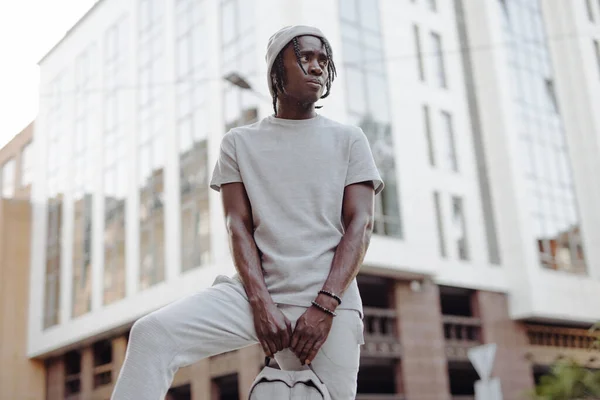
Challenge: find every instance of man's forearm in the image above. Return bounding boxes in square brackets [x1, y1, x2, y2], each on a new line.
[321, 216, 373, 303]
[227, 221, 272, 305]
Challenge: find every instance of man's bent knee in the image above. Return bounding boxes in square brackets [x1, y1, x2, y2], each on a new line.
[128, 314, 175, 363]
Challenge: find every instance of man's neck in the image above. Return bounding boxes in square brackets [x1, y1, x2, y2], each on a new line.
[276, 101, 317, 119]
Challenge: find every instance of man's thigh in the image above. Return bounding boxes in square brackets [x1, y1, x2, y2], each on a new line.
[275, 306, 364, 400]
[152, 276, 257, 367]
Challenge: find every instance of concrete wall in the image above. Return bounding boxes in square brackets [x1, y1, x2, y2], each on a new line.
[0, 200, 45, 400]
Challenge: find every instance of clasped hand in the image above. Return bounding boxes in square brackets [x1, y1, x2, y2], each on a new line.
[254, 304, 333, 365]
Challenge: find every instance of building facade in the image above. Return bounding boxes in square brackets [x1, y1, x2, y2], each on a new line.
[0, 123, 45, 400]
[28, 0, 600, 399]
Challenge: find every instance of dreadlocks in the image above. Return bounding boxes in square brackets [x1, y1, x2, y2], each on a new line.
[271, 37, 337, 115]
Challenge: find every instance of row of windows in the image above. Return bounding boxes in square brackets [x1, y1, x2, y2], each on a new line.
[339, 0, 402, 237]
[221, 0, 263, 131]
[72, 45, 96, 317]
[433, 192, 470, 261]
[413, 24, 448, 89]
[0, 142, 33, 198]
[503, 0, 586, 273]
[44, 0, 216, 327]
[423, 104, 459, 172]
[593, 39, 600, 79]
[176, 0, 210, 271]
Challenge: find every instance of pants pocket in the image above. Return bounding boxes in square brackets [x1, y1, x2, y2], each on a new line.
[320, 310, 364, 370]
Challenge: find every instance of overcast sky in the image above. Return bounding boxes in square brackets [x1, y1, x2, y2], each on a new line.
[0, 0, 96, 147]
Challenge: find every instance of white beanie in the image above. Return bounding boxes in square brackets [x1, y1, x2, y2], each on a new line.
[265, 25, 325, 96]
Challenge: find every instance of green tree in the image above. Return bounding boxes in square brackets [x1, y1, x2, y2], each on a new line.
[532, 323, 600, 400]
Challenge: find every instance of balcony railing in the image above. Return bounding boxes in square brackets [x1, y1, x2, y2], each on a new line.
[362, 307, 401, 358]
[356, 394, 405, 400]
[94, 363, 112, 389]
[442, 315, 482, 360]
[525, 324, 600, 368]
[526, 325, 598, 350]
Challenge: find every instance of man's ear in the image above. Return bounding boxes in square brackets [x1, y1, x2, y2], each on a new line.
[271, 74, 283, 94]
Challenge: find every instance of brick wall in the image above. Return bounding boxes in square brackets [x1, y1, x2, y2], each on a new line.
[0, 200, 45, 400]
[473, 291, 533, 400]
[393, 281, 450, 400]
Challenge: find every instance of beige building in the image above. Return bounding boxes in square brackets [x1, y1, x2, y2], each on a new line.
[0, 123, 45, 400]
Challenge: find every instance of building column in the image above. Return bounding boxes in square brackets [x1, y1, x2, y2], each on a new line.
[79, 346, 94, 399]
[237, 345, 262, 399]
[111, 336, 127, 384]
[393, 281, 450, 400]
[473, 291, 534, 399]
[190, 358, 213, 400]
[46, 357, 65, 400]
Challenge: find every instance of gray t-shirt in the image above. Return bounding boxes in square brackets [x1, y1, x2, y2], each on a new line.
[210, 116, 383, 313]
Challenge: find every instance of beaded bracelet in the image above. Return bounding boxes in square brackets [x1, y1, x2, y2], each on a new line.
[319, 290, 342, 306]
[312, 301, 337, 317]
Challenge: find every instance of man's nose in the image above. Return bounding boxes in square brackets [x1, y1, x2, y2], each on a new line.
[308, 60, 323, 76]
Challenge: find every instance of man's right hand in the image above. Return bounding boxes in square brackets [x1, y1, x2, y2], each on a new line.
[252, 301, 292, 357]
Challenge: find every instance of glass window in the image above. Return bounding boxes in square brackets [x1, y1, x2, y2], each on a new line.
[441, 111, 458, 172]
[594, 39, 600, 78]
[452, 197, 469, 260]
[221, 0, 237, 43]
[413, 25, 425, 82]
[21, 142, 33, 187]
[503, 0, 594, 273]
[423, 104, 435, 167]
[2, 158, 16, 198]
[340, 0, 358, 23]
[433, 192, 446, 258]
[358, 0, 379, 32]
[338, 0, 402, 237]
[583, 0, 594, 22]
[431, 32, 448, 88]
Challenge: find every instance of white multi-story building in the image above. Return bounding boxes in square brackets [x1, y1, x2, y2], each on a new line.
[28, 0, 600, 399]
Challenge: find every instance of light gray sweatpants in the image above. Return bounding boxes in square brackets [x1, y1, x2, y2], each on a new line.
[112, 276, 364, 400]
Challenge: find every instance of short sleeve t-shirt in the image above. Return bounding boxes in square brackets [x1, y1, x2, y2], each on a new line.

Short exercise. Copy out word for word everything from the start of the rows through the line with "[227, 221, 272, 305]", both ends included. Leave the picture out.

Output of the task.
Challenge: find every instance of man's forearm in the image above. Return bounding boxes in square brackets [x1, y1, x2, y2], each on a new line.
[321, 216, 373, 303]
[227, 221, 272, 305]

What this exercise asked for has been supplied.